- DATA FOR THIS EXERCISE -
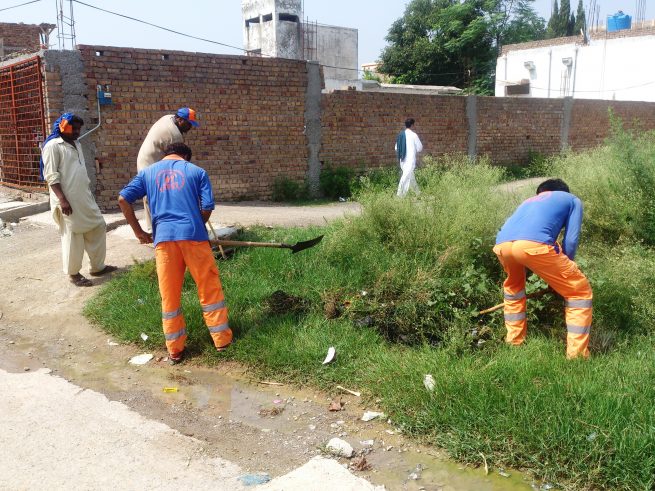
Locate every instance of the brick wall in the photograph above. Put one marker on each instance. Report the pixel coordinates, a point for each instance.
(251, 114)
(254, 112)
(508, 129)
(590, 123)
(360, 128)
(19, 37)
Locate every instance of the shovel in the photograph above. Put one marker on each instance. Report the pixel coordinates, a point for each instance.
(297, 247)
(537, 294)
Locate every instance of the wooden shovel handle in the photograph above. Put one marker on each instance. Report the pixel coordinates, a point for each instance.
(536, 294)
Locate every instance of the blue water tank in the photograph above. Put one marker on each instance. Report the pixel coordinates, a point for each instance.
(618, 22)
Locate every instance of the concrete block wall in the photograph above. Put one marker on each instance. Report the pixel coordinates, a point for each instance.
(251, 114)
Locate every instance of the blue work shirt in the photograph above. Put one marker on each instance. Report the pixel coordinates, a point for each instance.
(541, 219)
(177, 190)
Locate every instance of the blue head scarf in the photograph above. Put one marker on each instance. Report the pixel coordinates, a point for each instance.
(61, 125)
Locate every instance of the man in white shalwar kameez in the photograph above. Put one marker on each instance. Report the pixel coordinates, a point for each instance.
(167, 130)
(73, 207)
(408, 146)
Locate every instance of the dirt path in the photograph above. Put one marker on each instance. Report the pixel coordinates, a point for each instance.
(42, 326)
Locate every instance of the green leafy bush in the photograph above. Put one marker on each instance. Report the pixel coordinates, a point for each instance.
(336, 182)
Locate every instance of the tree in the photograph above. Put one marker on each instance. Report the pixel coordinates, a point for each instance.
(456, 42)
(563, 22)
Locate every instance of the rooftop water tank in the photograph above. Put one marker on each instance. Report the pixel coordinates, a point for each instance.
(618, 22)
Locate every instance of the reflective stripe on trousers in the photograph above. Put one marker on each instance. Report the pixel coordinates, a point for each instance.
(561, 274)
(173, 258)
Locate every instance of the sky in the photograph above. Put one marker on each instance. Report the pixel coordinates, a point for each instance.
(220, 20)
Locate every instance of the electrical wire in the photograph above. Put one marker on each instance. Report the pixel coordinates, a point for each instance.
(19, 5)
(228, 45)
(159, 27)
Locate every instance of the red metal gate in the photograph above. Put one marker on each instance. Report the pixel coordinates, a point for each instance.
(22, 123)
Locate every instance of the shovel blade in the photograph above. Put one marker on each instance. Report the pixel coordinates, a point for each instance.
(301, 246)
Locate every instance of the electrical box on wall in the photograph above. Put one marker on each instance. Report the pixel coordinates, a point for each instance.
(104, 95)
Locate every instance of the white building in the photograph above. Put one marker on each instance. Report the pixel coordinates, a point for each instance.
(276, 28)
(611, 66)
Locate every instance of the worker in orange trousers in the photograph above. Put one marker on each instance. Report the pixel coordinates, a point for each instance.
(528, 239)
(181, 202)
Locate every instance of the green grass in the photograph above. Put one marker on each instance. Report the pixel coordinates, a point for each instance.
(426, 267)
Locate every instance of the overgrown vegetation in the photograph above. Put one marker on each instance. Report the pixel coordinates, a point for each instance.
(335, 182)
(396, 291)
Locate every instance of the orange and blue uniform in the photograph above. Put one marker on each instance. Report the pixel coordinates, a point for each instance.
(528, 239)
(177, 191)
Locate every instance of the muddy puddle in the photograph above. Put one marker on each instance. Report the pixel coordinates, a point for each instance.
(263, 428)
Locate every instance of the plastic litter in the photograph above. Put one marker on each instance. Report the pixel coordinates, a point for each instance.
(371, 415)
(254, 479)
(330, 356)
(340, 448)
(141, 359)
(352, 392)
(416, 474)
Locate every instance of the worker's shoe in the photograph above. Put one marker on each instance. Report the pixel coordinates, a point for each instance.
(106, 270)
(224, 348)
(175, 359)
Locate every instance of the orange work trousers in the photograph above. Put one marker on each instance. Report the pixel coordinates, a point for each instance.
(173, 258)
(562, 275)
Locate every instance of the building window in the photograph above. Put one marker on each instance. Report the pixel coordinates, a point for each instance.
(521, 88)
(289, 17)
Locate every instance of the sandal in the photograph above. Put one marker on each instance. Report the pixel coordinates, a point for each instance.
(105, 270)
(79, 280)
(175, 359)
(223, 348)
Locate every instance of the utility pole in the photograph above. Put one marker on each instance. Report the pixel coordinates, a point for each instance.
(65, 24)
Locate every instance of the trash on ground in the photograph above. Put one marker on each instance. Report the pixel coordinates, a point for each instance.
(271, 411)
(360, 464)
(371, 415)
(330, 356)
(352, 392)
(415, 475)
(486, 466)
(254, 479)
(340, 448)
(336, 405)
(141, 359)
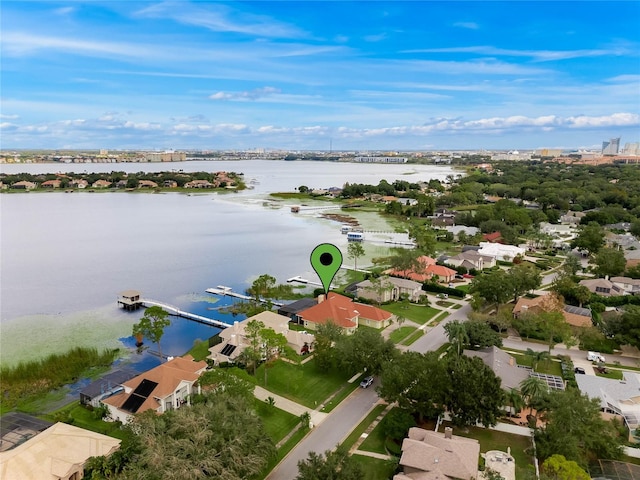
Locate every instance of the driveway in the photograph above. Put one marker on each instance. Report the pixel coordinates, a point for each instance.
(331, 432)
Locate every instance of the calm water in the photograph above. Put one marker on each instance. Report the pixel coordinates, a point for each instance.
(65, 257)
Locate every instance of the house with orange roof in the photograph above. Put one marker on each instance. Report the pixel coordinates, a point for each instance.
(345, 313)
(165, 387)
(51, 184)
(575, 316)
(426, 272)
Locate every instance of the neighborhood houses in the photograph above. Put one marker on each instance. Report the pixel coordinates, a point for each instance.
(509, 319)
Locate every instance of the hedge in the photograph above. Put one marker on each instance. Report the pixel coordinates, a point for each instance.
(434, 287)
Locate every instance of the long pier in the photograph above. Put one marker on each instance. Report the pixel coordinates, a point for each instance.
(181, 313)
(226, 291)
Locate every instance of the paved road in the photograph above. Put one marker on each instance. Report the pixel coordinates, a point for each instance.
(436, 336)
(332, 431)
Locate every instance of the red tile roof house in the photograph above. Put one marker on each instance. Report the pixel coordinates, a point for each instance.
(165, 387)
(51, 184)
(428, 271)
(345, 313)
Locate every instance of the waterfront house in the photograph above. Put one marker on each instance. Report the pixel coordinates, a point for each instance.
(500, 252)
(101, 184)
(199, 184)
(51, 184)
(80, 183)
(629, 285)
(391, 288)
(603, 287)
(234, 339)
(59, 452)
(147, 184)
(345, 313)
(435, 455)
(165, 387)
(575, 316)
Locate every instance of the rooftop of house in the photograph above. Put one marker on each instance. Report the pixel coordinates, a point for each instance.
(440, 453)
(342, 311)
(57, 452)
(157, 383)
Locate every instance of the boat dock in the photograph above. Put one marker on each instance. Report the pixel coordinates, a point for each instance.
(227, 291)
(181, 313)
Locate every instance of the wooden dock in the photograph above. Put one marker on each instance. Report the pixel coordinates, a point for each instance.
(181, 313)
(227, 291)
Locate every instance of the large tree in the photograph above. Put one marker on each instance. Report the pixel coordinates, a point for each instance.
(474, 394)
(590, 238)
(365, 350)
(494, 288)
(221, 438)
(609, 262)
(523, 278)
(152, 325)
(417, 382)
(323, 348)
(574, 428)
(333, 465)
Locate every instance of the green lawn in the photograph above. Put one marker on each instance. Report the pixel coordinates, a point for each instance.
(277, 423)
(359, 430)
(301, 383)
(413, 337)
(494, 440)
(375, 441)
(416, 313)
(376, 469)
(548, 366)
(401, 333)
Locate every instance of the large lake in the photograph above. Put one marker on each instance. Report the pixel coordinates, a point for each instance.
(66, 257)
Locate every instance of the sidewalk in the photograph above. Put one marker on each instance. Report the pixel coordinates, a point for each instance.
(289, 405)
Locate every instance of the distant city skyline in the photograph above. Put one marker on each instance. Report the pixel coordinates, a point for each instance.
(319, 75)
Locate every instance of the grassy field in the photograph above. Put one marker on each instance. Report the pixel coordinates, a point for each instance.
(548, 366)
(376, 469)
(359, 430)
(301, 383)
(416, 313)
(277, 423)
(401, 333)
(413, 337)
(494, 440)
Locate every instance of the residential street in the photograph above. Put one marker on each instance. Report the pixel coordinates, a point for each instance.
(332, 431)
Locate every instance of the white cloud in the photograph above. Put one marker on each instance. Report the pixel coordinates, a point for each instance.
(467, 25)
(221, 18)
(537, 55)
(246, 95)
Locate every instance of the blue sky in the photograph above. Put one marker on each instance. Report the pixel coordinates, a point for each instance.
(307, 75)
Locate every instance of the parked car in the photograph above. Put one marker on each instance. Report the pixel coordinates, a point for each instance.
(595, 357)
(366, 382)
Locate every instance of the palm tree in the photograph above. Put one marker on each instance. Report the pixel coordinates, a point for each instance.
(536, 357)
(457, 335)
(532, 389)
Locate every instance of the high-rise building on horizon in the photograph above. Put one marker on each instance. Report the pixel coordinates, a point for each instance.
(611, 147)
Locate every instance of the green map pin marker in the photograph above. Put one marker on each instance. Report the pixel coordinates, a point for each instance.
(326, 260)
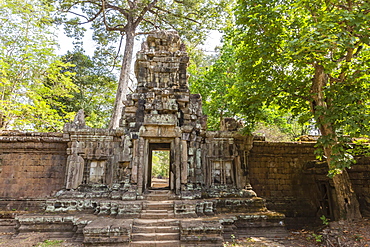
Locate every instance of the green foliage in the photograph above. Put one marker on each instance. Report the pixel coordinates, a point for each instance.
(96, 88)
(30, 72)
(325, 221)
(318, 237)
(160, 163)
(217, 83)
(311, 59)
(192, 19)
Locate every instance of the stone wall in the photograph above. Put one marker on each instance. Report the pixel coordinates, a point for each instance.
(277, 174)
(32, 165)
(293, 182)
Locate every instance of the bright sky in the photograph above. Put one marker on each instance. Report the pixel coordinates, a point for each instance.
(66, 44)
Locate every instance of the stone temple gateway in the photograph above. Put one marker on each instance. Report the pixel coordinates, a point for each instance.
(108, 197)
(160, 114)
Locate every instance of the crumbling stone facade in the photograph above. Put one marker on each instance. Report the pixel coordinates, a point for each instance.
(160, 114)
(96, 186)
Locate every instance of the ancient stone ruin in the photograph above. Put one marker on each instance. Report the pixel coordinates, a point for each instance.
(96, 186)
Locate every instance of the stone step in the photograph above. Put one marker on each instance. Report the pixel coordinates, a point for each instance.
(156, 222)
(154, 236)
(159, 197)
(169, 243)
(158, 205)
(155, 229)
(157, 215)
(154, 211)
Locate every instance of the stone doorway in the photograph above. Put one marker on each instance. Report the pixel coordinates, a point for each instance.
(159, 163)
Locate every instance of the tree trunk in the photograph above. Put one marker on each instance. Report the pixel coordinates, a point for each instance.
(347, 205)
(122, 89)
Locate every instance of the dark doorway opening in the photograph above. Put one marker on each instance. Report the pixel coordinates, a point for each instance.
(159, 166)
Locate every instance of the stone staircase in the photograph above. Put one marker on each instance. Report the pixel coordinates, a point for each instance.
(158, 219)
(156, 226)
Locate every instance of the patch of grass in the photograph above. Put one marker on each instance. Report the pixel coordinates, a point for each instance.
(48, 243)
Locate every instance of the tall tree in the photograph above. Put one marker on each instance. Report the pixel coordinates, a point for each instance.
(30, 72)
(96, 87)
(311, 55)
(113, 19)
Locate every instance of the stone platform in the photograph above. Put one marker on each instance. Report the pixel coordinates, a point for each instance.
(158, 220)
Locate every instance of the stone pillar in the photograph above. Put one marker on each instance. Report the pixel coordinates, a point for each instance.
(75, 170)
(184, 162)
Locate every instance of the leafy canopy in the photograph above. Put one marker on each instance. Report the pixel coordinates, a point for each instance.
(30, 72)
(308, 57)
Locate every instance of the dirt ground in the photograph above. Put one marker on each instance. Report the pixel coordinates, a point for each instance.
(336, 234)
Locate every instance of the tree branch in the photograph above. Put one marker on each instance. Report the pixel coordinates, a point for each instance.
(107, 26)
(180, 16)
(125, 12)
(143, 12)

- WHAT THE EXERCISE ASKS -
Starting with the line that contains "Locate every instance of the stone platform", print each line through the last one in the listing. Include both end lines and add nothing.

- COMPLETE OUTPUT -
Locate every instance of the stone platform in the photograph above. Put one marker on each instance. Report the pixel coordinates, a point for each instance.
(158, 220)
Locate every instance of the stone pillar in the photograph above. Put one marker on each instance. Report the pixel coordinates, a point for each instance.
(75, 170)
(184, 162)
Locate every instance of the leafy canopy in the photograph above. Put one marker on each instance. Report the pixel coordinates, a point for each instance.
(30, 72)
(308, 57)
Locate every instance of the dirt ground in the photograph above. Put one marker on each instance. Report the pixel coordinates, a point for each instance.
(336, 234)
Locate every instance of the tree branch in the photograph above. Put one marker on each instance. Report the pixel coordinates, a point for each instance.
(107, 26)
(180, 16)
(125, 12)
(143, 12)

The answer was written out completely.